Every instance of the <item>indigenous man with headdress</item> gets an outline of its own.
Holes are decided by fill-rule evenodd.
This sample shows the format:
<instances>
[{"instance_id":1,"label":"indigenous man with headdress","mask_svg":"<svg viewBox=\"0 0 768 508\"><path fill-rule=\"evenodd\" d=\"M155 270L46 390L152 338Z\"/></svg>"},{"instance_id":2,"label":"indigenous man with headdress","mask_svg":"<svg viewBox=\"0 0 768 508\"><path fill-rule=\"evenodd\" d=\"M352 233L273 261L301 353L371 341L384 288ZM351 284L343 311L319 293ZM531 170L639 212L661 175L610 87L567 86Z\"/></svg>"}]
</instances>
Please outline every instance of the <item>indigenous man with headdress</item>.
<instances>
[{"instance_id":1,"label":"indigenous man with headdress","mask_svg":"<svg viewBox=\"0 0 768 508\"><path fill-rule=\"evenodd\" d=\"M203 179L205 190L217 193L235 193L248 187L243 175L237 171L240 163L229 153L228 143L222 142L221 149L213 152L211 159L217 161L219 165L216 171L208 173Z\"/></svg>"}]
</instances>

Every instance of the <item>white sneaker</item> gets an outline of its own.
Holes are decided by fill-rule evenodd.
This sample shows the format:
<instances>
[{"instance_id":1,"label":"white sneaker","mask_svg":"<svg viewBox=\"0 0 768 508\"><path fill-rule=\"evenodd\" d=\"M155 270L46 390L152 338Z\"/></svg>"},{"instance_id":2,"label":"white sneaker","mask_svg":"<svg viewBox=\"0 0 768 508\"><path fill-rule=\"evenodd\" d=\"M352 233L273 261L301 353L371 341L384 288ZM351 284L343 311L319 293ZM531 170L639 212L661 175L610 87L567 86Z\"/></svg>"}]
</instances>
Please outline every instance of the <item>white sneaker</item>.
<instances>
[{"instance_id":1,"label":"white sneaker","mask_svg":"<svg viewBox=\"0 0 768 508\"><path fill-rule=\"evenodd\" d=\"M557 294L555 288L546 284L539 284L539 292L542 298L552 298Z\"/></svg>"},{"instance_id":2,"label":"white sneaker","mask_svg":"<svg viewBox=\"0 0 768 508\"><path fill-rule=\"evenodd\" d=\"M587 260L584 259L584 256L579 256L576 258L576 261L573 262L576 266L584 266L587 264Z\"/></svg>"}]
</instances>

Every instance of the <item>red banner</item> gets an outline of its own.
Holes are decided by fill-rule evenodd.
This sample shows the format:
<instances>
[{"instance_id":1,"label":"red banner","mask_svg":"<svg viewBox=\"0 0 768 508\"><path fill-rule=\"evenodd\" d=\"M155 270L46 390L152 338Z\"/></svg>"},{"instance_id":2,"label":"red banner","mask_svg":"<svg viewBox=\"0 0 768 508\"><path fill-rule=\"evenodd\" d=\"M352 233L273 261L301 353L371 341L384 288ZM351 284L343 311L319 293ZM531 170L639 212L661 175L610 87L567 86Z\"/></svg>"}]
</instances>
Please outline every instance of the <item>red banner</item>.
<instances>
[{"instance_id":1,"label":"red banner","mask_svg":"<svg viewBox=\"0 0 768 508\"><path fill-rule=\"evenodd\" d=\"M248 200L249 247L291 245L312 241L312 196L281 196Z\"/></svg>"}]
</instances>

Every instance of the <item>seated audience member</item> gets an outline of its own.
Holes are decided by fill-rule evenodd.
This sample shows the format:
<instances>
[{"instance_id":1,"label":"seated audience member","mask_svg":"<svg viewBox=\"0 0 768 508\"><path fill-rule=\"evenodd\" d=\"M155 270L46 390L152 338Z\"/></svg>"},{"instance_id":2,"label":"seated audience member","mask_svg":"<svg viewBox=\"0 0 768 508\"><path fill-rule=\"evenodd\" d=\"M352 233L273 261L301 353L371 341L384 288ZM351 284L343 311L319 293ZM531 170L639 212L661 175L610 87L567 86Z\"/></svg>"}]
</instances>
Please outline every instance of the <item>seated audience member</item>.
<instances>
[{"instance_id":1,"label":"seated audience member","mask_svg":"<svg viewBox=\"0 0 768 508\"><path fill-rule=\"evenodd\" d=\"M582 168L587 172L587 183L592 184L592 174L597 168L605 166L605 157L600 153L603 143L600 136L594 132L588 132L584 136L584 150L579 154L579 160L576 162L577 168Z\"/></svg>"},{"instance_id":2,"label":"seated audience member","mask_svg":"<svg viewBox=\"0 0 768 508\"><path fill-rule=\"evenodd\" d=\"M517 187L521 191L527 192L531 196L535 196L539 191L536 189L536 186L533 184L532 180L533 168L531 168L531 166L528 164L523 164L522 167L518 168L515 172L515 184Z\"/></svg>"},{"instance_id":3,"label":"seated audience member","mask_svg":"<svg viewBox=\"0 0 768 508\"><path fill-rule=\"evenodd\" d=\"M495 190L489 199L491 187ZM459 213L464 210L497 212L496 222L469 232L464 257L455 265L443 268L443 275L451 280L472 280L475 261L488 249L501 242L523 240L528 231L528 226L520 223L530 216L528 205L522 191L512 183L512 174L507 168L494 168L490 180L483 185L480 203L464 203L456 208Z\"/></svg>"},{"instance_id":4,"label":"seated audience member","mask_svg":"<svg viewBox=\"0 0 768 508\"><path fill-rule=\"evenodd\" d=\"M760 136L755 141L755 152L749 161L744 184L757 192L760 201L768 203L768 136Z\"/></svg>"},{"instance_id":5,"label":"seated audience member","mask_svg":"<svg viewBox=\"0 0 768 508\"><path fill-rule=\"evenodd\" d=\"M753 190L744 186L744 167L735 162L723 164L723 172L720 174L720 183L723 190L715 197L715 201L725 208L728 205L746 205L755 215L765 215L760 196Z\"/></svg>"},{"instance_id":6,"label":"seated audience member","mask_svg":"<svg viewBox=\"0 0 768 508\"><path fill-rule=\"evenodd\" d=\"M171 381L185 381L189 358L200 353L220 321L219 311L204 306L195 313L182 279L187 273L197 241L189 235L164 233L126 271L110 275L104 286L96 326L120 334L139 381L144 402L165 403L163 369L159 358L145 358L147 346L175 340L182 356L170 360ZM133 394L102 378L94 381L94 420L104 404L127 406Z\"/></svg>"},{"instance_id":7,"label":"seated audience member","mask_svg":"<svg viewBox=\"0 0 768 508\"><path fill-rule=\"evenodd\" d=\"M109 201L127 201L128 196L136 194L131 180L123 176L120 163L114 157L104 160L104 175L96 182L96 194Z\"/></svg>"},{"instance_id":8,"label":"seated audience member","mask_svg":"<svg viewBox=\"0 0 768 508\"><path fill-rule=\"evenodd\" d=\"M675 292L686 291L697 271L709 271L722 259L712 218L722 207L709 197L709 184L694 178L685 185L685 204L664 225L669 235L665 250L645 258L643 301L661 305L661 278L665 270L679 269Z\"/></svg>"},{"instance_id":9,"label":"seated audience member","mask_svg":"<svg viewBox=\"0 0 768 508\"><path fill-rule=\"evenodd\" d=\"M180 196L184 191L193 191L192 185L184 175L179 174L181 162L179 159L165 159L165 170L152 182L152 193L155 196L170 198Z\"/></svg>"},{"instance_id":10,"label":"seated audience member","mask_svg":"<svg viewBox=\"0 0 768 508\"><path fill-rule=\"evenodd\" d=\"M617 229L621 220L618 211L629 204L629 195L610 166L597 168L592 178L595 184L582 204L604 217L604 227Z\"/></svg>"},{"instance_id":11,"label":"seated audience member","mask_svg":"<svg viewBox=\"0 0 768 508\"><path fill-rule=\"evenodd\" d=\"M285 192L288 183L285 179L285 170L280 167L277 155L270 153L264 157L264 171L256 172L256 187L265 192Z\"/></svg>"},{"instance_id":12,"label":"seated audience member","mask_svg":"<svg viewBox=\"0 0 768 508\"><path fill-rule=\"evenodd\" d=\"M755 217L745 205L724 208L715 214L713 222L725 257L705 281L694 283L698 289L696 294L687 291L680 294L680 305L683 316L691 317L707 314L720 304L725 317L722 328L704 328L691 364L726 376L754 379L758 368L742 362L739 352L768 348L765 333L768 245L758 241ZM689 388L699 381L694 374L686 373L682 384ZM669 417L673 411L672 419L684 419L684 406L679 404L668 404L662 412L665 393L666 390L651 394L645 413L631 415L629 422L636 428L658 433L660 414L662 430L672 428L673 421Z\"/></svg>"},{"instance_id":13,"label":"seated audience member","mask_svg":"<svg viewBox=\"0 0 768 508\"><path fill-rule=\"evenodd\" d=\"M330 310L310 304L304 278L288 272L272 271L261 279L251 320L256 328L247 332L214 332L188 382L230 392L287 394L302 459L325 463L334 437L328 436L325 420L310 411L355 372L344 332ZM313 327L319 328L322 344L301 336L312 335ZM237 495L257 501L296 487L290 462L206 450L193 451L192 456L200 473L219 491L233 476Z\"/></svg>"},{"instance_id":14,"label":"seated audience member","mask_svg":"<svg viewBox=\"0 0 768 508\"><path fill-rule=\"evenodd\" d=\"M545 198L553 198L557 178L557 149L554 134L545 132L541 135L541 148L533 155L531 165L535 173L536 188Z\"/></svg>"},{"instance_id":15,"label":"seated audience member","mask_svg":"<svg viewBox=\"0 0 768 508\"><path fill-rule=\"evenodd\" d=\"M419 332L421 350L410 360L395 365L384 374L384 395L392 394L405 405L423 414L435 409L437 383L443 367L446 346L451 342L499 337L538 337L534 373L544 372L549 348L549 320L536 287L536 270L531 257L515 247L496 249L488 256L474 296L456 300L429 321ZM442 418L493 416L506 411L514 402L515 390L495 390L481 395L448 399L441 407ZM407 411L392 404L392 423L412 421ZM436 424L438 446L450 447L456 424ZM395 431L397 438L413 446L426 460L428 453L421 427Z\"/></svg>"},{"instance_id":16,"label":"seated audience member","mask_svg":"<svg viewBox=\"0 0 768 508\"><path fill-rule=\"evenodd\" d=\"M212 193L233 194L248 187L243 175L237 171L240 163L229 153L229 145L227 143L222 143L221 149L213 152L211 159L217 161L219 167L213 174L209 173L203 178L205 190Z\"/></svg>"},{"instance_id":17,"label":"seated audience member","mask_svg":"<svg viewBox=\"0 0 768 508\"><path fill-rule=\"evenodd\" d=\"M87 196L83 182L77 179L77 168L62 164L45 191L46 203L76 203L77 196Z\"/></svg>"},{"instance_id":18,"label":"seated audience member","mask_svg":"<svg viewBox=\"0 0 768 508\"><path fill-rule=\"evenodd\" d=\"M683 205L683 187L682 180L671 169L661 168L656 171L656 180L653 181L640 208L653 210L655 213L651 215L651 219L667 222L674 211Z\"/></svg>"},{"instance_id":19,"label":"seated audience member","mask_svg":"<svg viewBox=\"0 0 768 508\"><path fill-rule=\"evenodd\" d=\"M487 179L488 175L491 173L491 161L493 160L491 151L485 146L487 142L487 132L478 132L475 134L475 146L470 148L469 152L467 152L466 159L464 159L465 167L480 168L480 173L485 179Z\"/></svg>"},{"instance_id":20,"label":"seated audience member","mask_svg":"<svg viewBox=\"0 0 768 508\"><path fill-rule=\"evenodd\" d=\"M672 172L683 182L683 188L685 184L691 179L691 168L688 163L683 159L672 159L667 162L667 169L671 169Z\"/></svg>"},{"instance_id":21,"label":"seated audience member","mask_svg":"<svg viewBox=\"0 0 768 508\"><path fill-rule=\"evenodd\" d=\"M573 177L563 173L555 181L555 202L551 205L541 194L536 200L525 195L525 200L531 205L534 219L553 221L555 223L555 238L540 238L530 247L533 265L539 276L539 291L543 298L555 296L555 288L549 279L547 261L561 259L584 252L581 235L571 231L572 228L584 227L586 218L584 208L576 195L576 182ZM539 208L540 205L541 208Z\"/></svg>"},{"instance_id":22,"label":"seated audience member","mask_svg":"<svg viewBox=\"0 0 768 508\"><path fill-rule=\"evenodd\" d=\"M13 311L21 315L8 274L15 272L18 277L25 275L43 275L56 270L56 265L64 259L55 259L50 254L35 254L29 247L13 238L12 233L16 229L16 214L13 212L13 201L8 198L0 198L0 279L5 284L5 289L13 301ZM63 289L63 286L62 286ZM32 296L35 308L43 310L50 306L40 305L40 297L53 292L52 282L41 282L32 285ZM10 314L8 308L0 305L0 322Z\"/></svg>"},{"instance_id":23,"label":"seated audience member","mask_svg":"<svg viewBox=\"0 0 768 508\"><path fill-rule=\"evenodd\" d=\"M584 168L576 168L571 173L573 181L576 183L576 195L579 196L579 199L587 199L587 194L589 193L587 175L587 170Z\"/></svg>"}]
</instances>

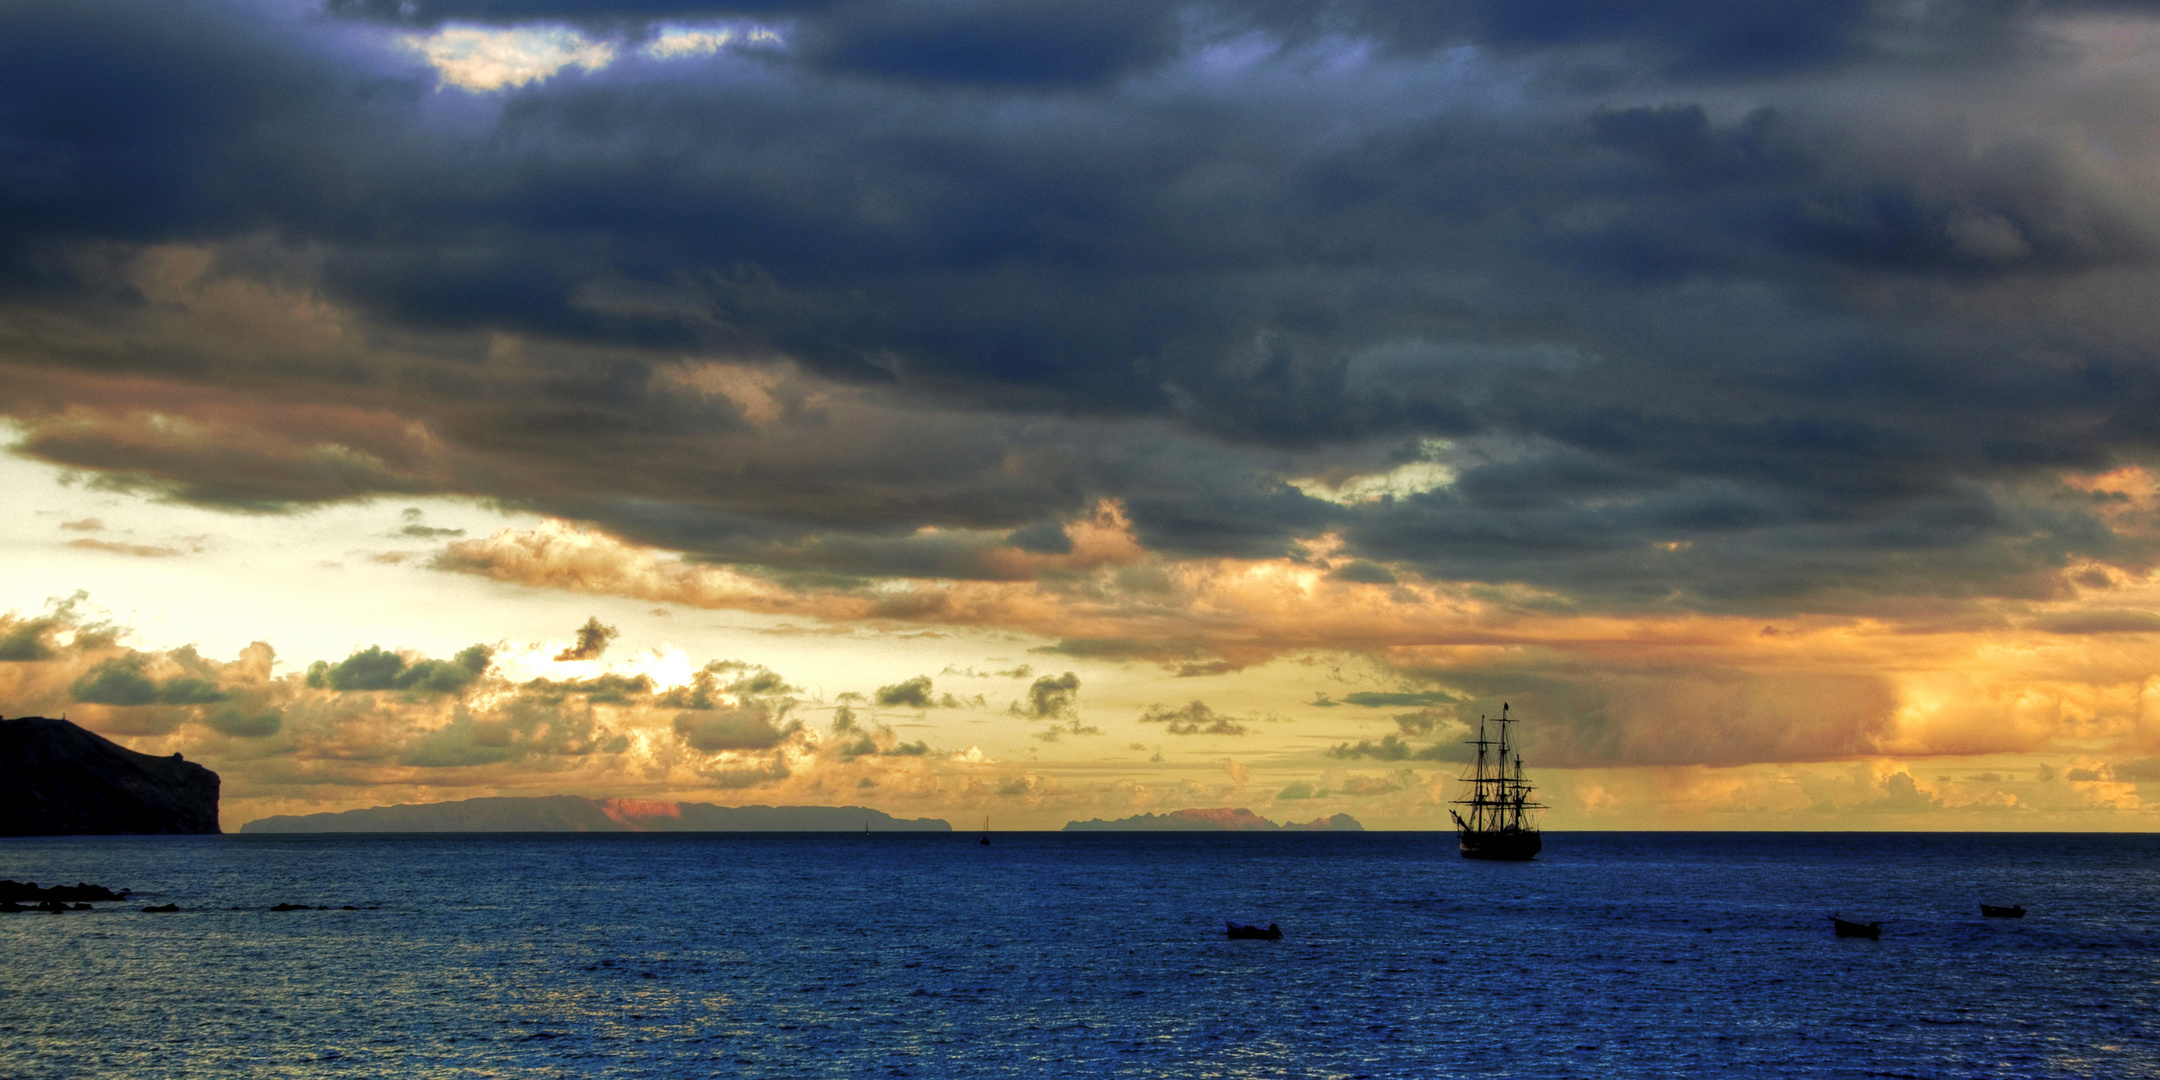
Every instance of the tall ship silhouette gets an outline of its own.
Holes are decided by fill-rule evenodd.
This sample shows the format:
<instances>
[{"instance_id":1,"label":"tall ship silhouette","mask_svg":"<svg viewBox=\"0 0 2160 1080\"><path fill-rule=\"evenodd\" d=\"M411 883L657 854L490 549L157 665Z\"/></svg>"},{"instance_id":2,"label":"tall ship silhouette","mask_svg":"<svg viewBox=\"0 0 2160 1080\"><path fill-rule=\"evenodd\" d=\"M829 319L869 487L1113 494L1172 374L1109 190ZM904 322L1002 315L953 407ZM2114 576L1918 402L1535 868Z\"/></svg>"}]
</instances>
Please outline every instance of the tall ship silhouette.
<instances>
[{"instance_id":1,"label":"tall ship silhouette","mask_svg":"<svg viewBox=\"0 0 2160 1080\"><path fill-rule=\"evenodd\" d=\"M1470 743L1477 747L1477 762L1462 778L1470 785L1470 797L1455 800L1455 805L1470 808L1469 816L1464 817L1462 811L1448 811L1455 818L1455 839L1465 859L1528 862L1544 847L1529 813L1544 809L1544 805L1530 801L1530 783L1523 779L1522 754L1512 749L1508 738L1508 725L1512 723L1504 701L1499 716L1478 717L1477 739ZM1499 729L1497 739L1487 737L1489 728Z\"/></svg>"}]
</instances>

## WHAT IS NEEDED
If a line falls between the first line of the records and the line containing "Every instance of the <item>white sneaker</item> gets", inclusive, repeat it exactly; leave out all others.

## EXERCISE RESULT
Every instance of the <item>indigenous man with headdress</item> gets an outline of its own.
Holes are decided by fill-rule evenodd.
This sample shows the format:
<instances>
[{"instance_id":1,"label":"indigenous man with headdress","mask_svg":"<svg viewBox=\"0 0 768 508\"><path fill-rule=\"evenodd\" d=\"M155 270L46 390L152 338Z\"/></svg>"},{"instance_id":2,"label":"indigenous man with headdress","mask_svg":"<svg viewBox=\"0 0 768 508\"><path fill-rule=\"evenodd\" d=\"M352 233L273 261L301 353L371 341L384 288ZM351 284L343 311L319 293ZM531 170L639 212L661 175L610 87L567 86Z\"/></svg>"}]
</instances>
Please outline every instance of the <item>indigenous man with headdress</item>.
<instances>
[{"instance_id":1,"label":"indigenous man with headdress","mask_svg":"<svg viewBox=\"0 0 768 508\"><path fill-rule=\"evenodd\" d=\"M203 179L205 190L217 193L235 193L248 187L243 175L237 171L240 163L229 153L228 143L222 142L221 149L213 152L211 159L217 161L219 165L216 171L208 173Z\"/></svg>"}]
</instances>

Every instance of the <item>white sneaker</item> gets an outline of its own.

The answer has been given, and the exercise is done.